• **Work to do**
Starting at the line that holds "of the granite", set down each line through the end of the listing, exactly as written and with nothing added.

===

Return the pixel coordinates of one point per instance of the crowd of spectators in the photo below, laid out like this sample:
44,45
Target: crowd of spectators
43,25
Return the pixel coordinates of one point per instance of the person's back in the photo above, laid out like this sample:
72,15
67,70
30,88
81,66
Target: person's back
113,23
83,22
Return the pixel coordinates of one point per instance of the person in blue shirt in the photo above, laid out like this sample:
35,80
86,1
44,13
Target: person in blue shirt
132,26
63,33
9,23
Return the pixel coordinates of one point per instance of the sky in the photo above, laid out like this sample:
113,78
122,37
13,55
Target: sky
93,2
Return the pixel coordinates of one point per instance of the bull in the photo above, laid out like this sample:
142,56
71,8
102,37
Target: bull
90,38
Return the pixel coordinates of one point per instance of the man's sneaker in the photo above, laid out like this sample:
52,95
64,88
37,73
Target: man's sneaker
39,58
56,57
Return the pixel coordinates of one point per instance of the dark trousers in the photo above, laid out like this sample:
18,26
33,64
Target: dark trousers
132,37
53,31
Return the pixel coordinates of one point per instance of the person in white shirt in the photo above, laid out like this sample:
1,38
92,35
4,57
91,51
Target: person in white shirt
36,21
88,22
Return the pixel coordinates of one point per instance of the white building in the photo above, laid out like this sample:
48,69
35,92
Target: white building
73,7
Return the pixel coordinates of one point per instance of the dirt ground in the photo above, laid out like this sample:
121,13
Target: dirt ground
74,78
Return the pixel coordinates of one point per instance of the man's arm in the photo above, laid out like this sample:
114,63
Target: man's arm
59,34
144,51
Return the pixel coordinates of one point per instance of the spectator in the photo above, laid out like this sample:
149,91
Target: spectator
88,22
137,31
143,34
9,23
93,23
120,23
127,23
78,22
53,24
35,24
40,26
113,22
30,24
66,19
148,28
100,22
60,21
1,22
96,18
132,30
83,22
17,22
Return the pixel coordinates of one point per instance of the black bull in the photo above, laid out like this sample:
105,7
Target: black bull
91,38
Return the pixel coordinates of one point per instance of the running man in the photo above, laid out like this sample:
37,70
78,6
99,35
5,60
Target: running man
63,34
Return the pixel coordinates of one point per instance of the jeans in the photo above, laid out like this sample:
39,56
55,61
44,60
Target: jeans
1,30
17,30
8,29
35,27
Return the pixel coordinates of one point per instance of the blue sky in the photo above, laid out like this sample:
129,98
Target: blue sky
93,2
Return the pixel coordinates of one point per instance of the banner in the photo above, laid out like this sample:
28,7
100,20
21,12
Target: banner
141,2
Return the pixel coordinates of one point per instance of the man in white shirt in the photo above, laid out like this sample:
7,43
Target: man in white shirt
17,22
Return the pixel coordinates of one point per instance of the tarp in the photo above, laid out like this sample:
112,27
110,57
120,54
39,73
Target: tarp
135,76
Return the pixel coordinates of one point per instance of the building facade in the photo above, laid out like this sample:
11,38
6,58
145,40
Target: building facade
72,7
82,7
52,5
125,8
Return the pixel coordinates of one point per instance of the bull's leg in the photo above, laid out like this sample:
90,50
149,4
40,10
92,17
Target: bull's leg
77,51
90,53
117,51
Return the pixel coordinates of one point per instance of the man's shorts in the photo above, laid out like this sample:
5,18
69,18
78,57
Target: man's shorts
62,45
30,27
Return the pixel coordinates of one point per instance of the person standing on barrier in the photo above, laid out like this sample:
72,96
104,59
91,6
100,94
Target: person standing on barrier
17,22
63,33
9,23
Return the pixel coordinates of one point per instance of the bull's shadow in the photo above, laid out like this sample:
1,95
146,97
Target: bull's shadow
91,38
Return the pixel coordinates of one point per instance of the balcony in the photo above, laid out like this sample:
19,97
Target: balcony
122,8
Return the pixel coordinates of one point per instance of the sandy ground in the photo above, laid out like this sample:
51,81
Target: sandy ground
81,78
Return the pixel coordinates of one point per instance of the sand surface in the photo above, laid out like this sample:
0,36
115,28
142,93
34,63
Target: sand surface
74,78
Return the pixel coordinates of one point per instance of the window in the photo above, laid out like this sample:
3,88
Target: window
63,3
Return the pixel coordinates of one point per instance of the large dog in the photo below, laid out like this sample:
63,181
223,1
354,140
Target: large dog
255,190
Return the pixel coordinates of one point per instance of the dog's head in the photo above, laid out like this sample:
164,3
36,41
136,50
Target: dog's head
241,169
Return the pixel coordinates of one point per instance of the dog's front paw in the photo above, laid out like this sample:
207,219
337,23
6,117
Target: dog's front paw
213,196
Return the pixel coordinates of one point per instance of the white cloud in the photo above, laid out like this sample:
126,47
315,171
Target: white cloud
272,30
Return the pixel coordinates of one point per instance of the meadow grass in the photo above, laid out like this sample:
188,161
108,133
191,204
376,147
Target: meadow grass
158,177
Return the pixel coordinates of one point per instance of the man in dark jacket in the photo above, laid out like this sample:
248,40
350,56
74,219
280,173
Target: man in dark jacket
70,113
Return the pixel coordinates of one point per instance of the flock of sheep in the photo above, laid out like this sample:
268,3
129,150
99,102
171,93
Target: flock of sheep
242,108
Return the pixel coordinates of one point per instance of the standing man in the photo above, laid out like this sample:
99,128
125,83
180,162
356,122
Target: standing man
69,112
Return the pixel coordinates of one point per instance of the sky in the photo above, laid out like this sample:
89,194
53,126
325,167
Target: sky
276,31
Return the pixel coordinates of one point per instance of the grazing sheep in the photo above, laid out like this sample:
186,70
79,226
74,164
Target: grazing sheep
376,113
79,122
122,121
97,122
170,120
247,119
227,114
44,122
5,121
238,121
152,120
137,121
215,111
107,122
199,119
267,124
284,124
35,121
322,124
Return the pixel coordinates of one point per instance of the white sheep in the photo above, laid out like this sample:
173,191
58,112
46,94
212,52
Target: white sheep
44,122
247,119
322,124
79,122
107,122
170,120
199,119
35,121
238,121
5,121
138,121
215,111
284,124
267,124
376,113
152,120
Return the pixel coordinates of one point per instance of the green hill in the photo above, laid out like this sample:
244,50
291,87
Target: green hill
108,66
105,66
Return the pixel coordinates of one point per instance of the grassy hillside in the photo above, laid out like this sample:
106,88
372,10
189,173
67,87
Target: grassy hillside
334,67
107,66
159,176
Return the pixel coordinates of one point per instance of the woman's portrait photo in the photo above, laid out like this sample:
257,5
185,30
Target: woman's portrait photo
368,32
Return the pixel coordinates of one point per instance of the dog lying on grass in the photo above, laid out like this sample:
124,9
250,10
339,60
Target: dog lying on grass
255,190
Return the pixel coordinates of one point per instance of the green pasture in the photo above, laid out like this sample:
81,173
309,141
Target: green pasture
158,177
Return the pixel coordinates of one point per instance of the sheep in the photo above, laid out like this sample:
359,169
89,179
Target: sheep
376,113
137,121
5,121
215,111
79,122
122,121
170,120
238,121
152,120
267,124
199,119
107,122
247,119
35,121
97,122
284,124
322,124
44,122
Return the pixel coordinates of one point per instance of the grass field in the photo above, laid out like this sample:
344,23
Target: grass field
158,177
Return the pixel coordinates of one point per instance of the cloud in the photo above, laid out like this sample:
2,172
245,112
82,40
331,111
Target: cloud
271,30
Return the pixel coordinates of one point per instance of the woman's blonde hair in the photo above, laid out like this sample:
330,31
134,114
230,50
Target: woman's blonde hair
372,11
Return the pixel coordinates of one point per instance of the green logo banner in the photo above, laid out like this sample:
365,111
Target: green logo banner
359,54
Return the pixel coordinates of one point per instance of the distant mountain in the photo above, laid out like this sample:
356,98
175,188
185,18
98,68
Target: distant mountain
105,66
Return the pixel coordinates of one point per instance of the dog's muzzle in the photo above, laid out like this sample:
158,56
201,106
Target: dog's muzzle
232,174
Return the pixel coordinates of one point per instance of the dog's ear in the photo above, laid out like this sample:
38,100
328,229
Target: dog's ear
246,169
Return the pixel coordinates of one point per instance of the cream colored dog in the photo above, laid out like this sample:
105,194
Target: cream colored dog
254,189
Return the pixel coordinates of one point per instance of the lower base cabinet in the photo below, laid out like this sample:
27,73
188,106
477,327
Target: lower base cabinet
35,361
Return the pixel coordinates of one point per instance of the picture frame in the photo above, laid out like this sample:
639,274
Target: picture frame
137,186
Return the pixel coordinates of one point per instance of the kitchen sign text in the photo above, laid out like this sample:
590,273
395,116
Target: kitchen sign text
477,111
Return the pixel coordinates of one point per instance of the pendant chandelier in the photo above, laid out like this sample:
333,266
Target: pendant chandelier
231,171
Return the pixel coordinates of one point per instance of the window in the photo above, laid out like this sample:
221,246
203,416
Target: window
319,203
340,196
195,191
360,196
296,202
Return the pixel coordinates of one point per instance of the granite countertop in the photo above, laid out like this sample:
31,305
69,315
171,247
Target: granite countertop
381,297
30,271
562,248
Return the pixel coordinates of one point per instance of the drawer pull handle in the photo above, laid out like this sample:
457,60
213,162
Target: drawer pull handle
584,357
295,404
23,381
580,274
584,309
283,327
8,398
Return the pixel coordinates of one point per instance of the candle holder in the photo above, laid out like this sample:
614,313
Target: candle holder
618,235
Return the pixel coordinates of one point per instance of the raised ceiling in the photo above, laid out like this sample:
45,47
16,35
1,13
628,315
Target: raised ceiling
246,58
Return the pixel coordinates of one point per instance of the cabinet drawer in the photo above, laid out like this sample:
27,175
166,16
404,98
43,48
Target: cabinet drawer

===

• **Result of the task**
Return the pixel coordinates of one point per instance of the granite countertop in the photo above, laid out like this sample:
31,305
69,315
171,247
Target: granite countertop
381,297
30,271
562,248
Return the pixel coordinates of one point per instance of the drawer pull handle in the photo above, laid out like this sample:
457,60
213,162
Target: drawer pull handle
584,357
295,404
23,381
580,274
584,309
283,327
8,398
Return the pixel coordinates of one point per instance of the candle holder in the photo above, laid out like this sample:
614,313
Target: candle holder
618,235
Return the pixel coordinates of one point per instance of the raised ceiling in the photo above, laid out like this sample:
45,47
16,35
1,13
628,315
Target: raised ceiling
246,58
Return the pixel coordinates of one point per instance of the cabinet drawer in the photo above, laid out like this sample:
27,175
166,16
404,98
43,48
Target: cabinet drawer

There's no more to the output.